The protest band Brass Your Heart marches to Hendersonville's Historic Courthouse at the first No Kings demonstration, June 14, 2025. (USA Today via Reuters)
How a western North Carolina woman was banned from any McDonald’s owned by Congressman Chuck Edwards following a marching band protest.
A vocal critic of U.S. Rep Chuck Edwards is banned from his six Henderson, Haywood and Transylvania County McDonald’s restaurants after leading a protest inside one of them with a marching band.
Healthcare advocate Leslie Boyd, 73, is a leader of the Poor People’s Campaign and co-founder of the activist group Asheville Fights Back Network.
She participated in a March 8 protest organized by the progressive activist group PERSIST of Henderson County at Edwards’ Spartanburg Highway restaurant along with the protest marching band Brass Your Heart.
“I play the cymbals,” she said.
After playing a couple of songs, the protesters left when an employee told them they had called the police, she said.
Boyd was barred from all of Edwards’ locations not long after.

Leslie Boyd, a progressive activist leader and vocal critic of U.S. Rep. Chuck Edwards was banned from his six Western North Carolina McDonald’s restaurants over her role in a March 8 protest at one of them.
“This letter is to notify you that you are banned from visiting all properties owned and operated by C. Edwards Group,” reads a March 25 letter signed by Edwards’ wife and business partner Teresa Edwards, according to a copy viewed by the Times-News.
“If you are seen in person or on video surveillance on the premises … law enforcement will be immediately notified, and you will be charged with trespassing.”
Boyd said that none of her fellow protesters were banned, as far as she knows. She said that Edwards could have identified her from surveillance footage since the two know each other.

• _INFORMATION GIVEN_
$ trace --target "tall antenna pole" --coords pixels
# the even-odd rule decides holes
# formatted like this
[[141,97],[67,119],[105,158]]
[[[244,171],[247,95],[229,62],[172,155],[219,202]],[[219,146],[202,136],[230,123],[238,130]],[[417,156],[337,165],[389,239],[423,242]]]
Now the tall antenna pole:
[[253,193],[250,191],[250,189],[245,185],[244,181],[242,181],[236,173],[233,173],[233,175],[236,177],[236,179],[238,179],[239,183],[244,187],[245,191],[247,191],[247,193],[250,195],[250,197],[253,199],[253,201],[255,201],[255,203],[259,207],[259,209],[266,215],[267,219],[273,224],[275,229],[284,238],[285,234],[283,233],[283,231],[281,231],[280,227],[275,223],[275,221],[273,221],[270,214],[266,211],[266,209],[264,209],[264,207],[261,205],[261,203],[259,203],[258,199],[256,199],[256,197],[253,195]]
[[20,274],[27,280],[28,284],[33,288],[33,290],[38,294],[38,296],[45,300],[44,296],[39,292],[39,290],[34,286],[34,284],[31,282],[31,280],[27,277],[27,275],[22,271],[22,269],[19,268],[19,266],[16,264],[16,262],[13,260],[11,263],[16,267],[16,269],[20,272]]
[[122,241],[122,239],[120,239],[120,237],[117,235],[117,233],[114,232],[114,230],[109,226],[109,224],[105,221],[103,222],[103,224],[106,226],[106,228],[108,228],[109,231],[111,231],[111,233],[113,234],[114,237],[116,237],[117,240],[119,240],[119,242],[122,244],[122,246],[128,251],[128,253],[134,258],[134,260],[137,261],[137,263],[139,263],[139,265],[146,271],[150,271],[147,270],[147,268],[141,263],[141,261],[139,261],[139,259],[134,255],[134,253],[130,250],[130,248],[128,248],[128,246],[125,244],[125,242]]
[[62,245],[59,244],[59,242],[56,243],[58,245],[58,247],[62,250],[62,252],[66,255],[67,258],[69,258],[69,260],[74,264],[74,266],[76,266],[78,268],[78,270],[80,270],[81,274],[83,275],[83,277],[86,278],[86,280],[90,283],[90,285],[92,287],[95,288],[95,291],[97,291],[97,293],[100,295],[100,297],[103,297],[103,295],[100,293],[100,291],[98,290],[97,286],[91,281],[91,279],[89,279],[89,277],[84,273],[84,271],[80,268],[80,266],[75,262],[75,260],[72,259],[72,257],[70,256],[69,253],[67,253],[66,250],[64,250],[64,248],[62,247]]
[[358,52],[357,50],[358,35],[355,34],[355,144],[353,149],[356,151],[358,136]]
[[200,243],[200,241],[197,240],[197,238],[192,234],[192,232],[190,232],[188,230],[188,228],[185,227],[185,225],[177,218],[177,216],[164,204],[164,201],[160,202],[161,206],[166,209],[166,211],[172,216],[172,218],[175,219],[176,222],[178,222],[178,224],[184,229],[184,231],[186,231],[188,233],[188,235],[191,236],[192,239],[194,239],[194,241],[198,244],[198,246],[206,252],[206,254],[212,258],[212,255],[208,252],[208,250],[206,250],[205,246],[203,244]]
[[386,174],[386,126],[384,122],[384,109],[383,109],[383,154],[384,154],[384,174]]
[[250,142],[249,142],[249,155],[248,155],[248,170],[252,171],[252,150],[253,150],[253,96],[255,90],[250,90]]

• _YOUR INSTRUCTIONS_
Answer these questions about the article above on the McDonald's ban:
1. What instrument does Leslie Boyd say she plays?
2. Who signed the March 25 letter notifying Boyd of the ban?
3. From how many McDonald's restaurants is Boyd banned?

• _EXERCISE RESPONSE_
1. The cymbals.
2. Teresa Edwards, Chuck Edwards' wife and business partner.
3. Six.